(Exercise):
Please write out each entry below exactly as given.

[Saved entries]
====
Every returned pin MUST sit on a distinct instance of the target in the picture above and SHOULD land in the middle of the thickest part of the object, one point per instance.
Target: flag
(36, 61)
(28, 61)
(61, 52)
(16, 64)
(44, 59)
====
(Answer for the task):
Every returned pin MUST sit on a distinct instance of the target in the picture above and SHOULD land in the middle of the thickest part of the object, one point per instance.
Target: flag
(36, 61)
(28, 61)
(61, 52)
(16, 64)
(44, 59)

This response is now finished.